When Simms visited relatives in New York City, she got her break, appearing on Arthur Godfrey's Talent Scouts. From 1952 to 1955, Simms appeared on radio and television six days a week, at times for a total of eight separate weekly broadcasts, all with CBS for Godfrey and for Robert Q. Lewis. Her television fame was such that a doll was made in her image with her name.

Simms released a series of highly successful pop 45s on Columbia Records between 1952 and 1957, Jubilee Records between 1957 and 1960 (in addition to her sole LP), and Top Rank Records in 1960. Her recordings were licensed by such record labels as Philips Records and Coronet Records for release outside the United States. In February 1953, she scored her first and only Billboard chart hit with "Moving Away", which reached No. 30, accompanied by Percy Faith & His Orchestra.
::::
Task instructions ::
For each statement, decide whether it agrees with the text about Simms, answering yes or no and quoting the words of the text that decide it. 1. Simms had only one Billboard chart hit, and it reached No. 30. 2. Simms made several LPs for Jubilee Records. 3. From 1952 to 1955, Simms's radio and television work was with NBC.

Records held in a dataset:
::::
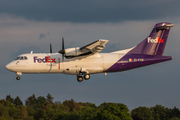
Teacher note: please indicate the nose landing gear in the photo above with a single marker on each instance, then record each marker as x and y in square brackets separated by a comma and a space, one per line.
[18, 78]
[19, 74]
[80, 78]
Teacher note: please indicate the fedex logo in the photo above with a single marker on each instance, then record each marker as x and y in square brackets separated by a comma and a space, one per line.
[157, 40]
[47, 59]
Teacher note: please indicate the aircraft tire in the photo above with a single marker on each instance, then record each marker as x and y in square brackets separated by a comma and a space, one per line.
[18, 78]
[79, 78]
[86, 76]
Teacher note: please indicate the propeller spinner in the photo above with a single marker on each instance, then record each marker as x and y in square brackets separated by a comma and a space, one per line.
[63, 50]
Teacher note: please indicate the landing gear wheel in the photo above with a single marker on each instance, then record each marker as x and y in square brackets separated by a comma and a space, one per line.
[86, 76]
[79, 78]
[18, 78]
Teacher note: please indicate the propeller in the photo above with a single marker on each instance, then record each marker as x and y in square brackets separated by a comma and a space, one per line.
[50, 48]
[63, 50]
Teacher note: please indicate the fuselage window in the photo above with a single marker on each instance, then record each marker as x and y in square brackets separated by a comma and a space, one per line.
[21, 58]
[25, 58]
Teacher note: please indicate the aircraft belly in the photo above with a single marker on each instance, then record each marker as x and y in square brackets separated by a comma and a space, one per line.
[110, 59]
[89, 65]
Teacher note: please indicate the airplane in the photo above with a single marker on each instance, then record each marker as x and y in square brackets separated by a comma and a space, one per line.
[83, 61]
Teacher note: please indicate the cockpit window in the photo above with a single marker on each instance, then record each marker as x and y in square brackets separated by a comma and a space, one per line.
[17, 58]
[21, 58]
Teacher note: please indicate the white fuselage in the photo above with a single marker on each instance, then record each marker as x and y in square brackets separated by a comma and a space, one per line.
[53, 63]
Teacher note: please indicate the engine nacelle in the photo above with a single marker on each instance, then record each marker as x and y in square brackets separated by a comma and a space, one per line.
[75, 52]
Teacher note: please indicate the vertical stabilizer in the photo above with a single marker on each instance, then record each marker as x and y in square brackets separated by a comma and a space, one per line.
[155, 43]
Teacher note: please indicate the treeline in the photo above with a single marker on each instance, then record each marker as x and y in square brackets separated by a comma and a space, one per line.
[43, 108]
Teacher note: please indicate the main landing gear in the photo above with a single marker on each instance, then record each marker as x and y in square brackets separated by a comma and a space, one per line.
[19, 74]
[80, 78]
[18, 78]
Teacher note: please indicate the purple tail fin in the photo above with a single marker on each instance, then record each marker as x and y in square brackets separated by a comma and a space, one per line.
[155, 43]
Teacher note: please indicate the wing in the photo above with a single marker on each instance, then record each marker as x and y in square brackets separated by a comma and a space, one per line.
[89, 49]
[94, 47]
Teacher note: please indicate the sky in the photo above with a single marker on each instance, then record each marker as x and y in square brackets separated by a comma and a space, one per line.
[27, 26]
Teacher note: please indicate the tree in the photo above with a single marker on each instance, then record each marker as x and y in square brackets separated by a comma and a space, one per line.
[31, 100]
[73, 106]
[17, 101]
[9, 98]
[113, 111]
[88, 113]
[49, 98]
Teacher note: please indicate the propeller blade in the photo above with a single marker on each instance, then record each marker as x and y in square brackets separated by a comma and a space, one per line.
[50, 48]
[63, 50]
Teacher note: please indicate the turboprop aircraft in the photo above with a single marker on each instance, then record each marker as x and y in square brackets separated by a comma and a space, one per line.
[83, 61]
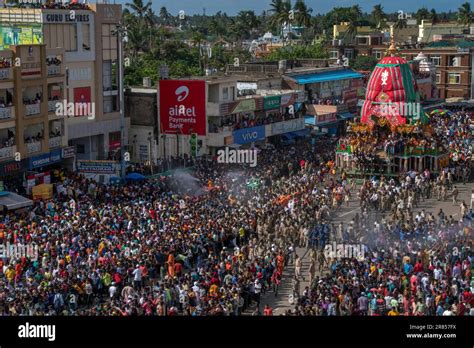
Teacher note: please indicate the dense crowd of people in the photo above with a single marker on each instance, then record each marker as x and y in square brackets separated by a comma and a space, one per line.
[214, 240]
[147, 249]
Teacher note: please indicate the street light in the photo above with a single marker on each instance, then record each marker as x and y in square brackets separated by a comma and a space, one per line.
[121, 32]
[150, 152]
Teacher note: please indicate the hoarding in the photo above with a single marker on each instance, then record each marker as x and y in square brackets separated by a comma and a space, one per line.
[248, 135]
[20, 35]
[98, 167]
[182, 107]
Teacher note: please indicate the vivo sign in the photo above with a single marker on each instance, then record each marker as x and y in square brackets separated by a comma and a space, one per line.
[248, 135]
[288, 126]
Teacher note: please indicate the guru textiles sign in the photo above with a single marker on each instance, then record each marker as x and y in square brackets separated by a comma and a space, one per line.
[248, 135]
[182, 107]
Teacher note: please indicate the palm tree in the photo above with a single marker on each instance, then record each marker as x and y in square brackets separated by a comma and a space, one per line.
[434, 16]
[302, 13]
[139, 8]
[421, 14]
[465, 15]
[164, 15]
[400, 23]
[378, 15]
[281, 14]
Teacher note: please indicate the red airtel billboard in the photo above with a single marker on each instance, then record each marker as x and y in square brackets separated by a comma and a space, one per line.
[183, 107]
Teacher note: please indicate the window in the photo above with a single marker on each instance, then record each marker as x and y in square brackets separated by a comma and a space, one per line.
[111, 104]
[454, 61]
[86, 39]
[349, 54]
[378, 54]
[61, 36]
[454, 78]
[436, 60]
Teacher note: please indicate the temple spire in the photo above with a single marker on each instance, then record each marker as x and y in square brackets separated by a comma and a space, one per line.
[392, 50]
::::
Exercise answer ::
1. Yes: "she scored her first and only Billboard chart hit with "Moving Away", which reached No. 30"
2. No: "(in addition to her sole LP)"
3. No: "all with CBS for Godfrey and for Robert Q. Lewis"